(PROVIDED RECORDS)
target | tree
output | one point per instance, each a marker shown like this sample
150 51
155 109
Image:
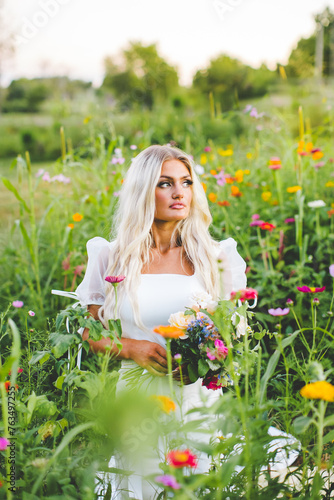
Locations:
302 59
141 76
229 79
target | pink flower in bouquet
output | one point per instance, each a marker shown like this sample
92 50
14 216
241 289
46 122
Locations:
212 382
221 348
210 355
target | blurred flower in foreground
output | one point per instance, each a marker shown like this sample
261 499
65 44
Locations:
165 403
279 311
318 390
181 458
115 279
17 303
168 481
310 289
316 204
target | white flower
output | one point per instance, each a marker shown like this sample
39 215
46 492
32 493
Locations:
203 300
316 204
241 326
199 169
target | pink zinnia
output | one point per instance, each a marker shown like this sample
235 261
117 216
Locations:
245 294
4 443
310 289
279 311
17 303
115 279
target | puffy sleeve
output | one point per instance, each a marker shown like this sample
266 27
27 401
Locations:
233 267
92 288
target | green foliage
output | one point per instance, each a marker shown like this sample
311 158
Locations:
142 79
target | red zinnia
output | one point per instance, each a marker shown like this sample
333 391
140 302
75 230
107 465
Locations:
245 294
181 458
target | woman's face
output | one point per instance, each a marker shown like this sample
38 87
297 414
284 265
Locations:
173 193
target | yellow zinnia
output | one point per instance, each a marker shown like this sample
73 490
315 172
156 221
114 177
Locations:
318 390
239 175
293 189
166 403
212 197
266 195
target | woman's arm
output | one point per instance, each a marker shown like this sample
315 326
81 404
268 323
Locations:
149 355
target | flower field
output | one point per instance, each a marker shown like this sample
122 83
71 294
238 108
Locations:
273 192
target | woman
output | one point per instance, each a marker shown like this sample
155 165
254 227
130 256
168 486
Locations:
163 247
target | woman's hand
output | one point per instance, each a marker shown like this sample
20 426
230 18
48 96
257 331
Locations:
185 377
149 355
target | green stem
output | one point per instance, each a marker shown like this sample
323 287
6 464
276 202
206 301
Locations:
4 405
34 240
169 365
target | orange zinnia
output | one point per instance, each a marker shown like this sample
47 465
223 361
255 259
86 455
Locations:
169 332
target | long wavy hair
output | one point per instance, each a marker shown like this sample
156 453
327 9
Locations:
132 229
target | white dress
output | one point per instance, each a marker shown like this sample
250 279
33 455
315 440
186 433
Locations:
159 295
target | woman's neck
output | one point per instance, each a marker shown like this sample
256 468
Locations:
163 236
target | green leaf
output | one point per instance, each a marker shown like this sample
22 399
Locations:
328 437
13 189
301 424
41 356
268 374
61 342
27 240
59 382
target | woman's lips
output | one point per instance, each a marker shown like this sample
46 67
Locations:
177 206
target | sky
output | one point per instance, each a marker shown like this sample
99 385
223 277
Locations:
72 37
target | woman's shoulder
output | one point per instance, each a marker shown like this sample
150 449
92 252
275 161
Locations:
226 246
98 243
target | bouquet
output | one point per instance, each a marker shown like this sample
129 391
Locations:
202 348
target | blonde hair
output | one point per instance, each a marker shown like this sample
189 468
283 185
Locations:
133 222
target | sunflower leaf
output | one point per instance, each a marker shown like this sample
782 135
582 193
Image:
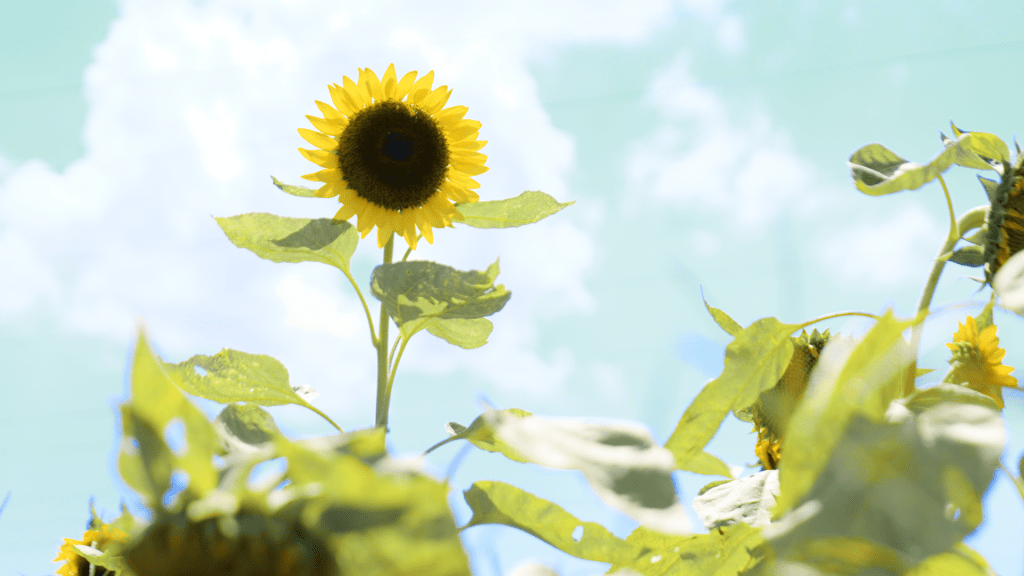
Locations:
295 190
497 502
238 376
421 294
282 239
145 460
466 333
526 208
755 361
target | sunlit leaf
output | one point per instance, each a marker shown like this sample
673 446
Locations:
420 294
282 239
295 190
466 333
526 208
146 461
497 502
749 499
850 377
755 361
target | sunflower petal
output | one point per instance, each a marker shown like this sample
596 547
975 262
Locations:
317 139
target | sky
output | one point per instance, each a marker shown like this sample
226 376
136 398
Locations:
702 142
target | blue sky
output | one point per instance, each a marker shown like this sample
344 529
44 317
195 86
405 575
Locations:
702 141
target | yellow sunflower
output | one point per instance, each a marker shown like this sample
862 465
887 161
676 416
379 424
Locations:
98 538
977 361
393 155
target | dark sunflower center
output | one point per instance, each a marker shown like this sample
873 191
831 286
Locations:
393 155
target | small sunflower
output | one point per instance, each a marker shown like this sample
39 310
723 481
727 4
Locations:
774 407
977 361
393 155
76 565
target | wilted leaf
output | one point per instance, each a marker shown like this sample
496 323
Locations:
293 240
755 361
497 502
526 208
749 499
420 294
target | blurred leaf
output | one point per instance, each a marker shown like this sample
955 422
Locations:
481 435
245 426
466 333
849 378
497 502
526 208
238 376
749 499
145 461
877 170
420 294
295 190
723 320
621 460
755 361
724 551
293 240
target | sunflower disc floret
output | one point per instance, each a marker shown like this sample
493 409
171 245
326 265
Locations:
393 155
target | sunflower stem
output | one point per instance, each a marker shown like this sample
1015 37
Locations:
933 280
381 344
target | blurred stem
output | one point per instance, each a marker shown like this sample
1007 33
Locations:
933 280
381 344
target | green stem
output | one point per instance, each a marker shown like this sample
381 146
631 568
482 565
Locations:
381 345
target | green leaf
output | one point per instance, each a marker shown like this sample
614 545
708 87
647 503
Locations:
145 461
467 333
755 361
877 170
245 426
749 499
526 208
295 190
238 376
293 240
419 294
849 378
723 320
497 502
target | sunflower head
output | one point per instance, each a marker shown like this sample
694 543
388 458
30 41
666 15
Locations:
977 361
1005 223
393 155
774 407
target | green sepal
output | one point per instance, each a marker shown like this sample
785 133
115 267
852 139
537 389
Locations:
420 294
755 361
281 239
294 190
526 208
497 502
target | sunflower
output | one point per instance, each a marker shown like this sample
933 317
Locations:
773 408
977 361
76 565
1005 223
393 155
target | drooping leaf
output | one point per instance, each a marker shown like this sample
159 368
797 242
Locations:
849 378
466 333
237 376
749 499
497 502
755 361
145 460
526 208
282 239
420 294
622 462
295 190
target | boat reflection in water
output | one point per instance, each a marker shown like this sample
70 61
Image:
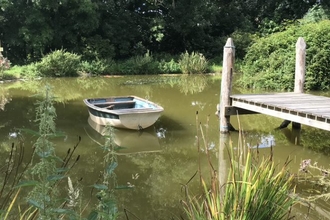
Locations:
131 141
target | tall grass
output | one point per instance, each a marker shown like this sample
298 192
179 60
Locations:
192 63
255 189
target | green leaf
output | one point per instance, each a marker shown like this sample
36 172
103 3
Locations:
44 154
24 183
124 187
29 131
62 211
93 215
112 167
61 170
100 186
55 177
58 159
35 204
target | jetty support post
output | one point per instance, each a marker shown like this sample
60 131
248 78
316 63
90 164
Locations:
300 71
226 84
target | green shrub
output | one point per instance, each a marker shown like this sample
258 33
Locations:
96 67
192 63
58 64
169 66
254 189
270 62
139 65
316 14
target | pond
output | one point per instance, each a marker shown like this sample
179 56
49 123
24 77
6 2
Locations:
155 163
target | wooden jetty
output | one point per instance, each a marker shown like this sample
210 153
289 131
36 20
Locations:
296 107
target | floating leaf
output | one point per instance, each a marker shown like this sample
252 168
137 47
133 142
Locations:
26 183
100 186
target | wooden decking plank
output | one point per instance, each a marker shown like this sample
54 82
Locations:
302 108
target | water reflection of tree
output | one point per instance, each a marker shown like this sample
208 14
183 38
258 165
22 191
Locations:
190 84
4 98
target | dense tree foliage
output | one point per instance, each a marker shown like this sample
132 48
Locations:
270 62
98 29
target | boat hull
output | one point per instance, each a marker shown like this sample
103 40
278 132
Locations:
140 116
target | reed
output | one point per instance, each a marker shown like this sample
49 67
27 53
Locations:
255 189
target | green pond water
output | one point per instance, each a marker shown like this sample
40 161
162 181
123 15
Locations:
156 162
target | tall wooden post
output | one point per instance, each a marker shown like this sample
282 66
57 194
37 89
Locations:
300 71
226 81
300 66
1 49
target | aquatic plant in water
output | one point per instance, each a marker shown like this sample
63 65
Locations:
255 189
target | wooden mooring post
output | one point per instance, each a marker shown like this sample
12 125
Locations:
226 84
300 72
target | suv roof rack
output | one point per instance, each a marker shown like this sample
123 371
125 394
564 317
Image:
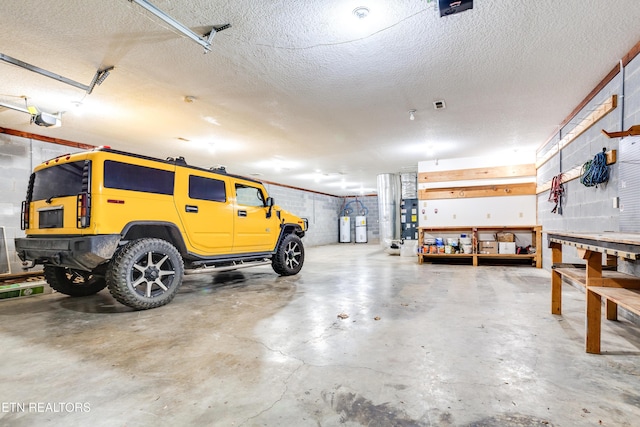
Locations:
178 160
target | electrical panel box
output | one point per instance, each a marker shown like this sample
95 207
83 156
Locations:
345 229
409 219
361 229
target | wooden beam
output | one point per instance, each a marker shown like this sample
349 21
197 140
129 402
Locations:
477 191
604 109
58 141
575 172
477 173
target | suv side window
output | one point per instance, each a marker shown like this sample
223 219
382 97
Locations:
207 189
125 176
249 196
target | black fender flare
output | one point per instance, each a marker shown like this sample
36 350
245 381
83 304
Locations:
155 229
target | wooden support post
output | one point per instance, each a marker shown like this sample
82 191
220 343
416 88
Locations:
611 310
538 240
594 302
594 308
556 279
594 267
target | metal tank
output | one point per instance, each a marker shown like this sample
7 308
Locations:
389 195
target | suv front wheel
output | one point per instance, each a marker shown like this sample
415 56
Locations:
145 273
289 256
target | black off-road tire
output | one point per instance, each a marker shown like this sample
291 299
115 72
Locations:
289 256
75 283
145 273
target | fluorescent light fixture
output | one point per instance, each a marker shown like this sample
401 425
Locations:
38 117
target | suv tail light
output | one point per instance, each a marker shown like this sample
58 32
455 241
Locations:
83 205
24 215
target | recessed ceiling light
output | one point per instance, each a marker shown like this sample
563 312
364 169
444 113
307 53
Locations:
439 105
361 12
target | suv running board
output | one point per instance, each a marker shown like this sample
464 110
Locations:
235 266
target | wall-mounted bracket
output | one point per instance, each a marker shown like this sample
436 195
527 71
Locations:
632 131
100 76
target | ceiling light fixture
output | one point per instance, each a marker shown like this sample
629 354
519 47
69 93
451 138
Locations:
38 117
361 12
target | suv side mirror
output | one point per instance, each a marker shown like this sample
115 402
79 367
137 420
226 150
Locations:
269 203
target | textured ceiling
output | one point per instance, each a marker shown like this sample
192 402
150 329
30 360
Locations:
306 94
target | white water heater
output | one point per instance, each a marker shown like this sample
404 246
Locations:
345 229
361 229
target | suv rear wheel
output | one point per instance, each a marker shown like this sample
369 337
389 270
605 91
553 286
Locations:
75 283
289 257
145 273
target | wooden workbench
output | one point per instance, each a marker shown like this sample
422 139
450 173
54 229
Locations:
615 287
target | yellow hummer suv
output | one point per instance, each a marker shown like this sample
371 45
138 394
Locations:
136 224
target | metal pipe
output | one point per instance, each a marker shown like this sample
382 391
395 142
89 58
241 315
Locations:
206 43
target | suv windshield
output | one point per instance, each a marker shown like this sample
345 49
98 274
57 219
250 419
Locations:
58 181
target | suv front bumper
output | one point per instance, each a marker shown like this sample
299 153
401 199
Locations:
82 253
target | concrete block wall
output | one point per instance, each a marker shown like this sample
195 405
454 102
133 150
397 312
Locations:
353 206
320 209
591 209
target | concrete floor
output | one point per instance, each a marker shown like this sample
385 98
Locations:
453 346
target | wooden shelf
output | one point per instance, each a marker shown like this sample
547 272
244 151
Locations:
473 232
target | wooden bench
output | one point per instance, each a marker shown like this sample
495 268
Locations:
617 289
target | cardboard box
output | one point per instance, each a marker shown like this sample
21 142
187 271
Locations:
488 247
506 247
504 236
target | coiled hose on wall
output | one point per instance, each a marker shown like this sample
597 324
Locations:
595 171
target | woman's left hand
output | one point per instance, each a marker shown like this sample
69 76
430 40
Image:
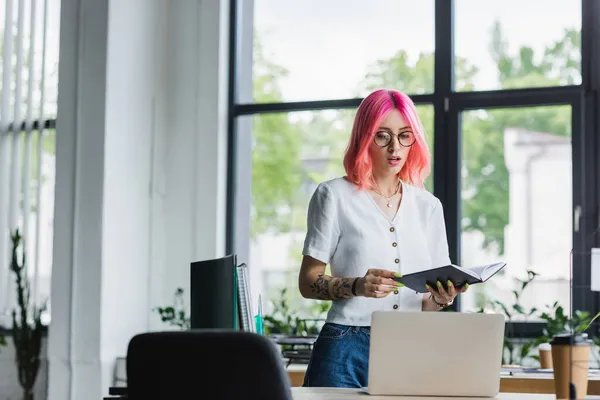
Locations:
446 294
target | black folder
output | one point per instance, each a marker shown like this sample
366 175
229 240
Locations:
459 276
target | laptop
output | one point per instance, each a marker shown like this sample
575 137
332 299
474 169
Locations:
435 354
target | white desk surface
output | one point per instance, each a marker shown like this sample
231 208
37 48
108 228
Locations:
302 393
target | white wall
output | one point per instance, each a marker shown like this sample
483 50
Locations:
141 166
127 175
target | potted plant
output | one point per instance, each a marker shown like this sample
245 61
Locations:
175 314
27 325
558 323
511 355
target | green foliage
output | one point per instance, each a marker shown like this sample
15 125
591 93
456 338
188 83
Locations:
175 315
27 336
276 164
282 143
558 323
515 310
285 320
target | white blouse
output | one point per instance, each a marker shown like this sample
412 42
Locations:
347 230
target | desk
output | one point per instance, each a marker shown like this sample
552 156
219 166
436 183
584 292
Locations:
299 393
520 383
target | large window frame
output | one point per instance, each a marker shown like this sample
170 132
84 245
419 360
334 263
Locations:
448 105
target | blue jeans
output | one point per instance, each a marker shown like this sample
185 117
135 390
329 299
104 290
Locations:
340 357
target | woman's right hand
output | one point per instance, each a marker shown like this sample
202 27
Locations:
377 283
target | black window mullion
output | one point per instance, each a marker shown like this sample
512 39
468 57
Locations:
446 148
586 150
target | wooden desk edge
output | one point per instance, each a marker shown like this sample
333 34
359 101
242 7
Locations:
507 384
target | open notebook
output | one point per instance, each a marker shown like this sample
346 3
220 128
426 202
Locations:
457 275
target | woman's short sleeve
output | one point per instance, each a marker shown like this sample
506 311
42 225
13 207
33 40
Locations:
322 225
437 237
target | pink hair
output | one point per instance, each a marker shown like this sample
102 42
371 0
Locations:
370 113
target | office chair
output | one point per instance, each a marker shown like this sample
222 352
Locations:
210 364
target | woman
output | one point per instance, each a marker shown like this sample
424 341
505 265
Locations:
375 223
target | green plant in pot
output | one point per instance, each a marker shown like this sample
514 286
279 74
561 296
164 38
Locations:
27 325
511 354
175 315
559 323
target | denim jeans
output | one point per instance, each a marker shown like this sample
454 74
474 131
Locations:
340 357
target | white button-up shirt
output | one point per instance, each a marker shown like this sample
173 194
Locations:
347 230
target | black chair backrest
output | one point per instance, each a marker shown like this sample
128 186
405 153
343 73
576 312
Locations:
205 364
(End PROVIDED RECORDS)
• **EXERCISE AIM**:
Filter the records, keeping only lines that contain "hand", and show those lines.

• **EXERCISE SOLUTION**:
target | woman's hand
target | woman's left hand
target | woman's right hand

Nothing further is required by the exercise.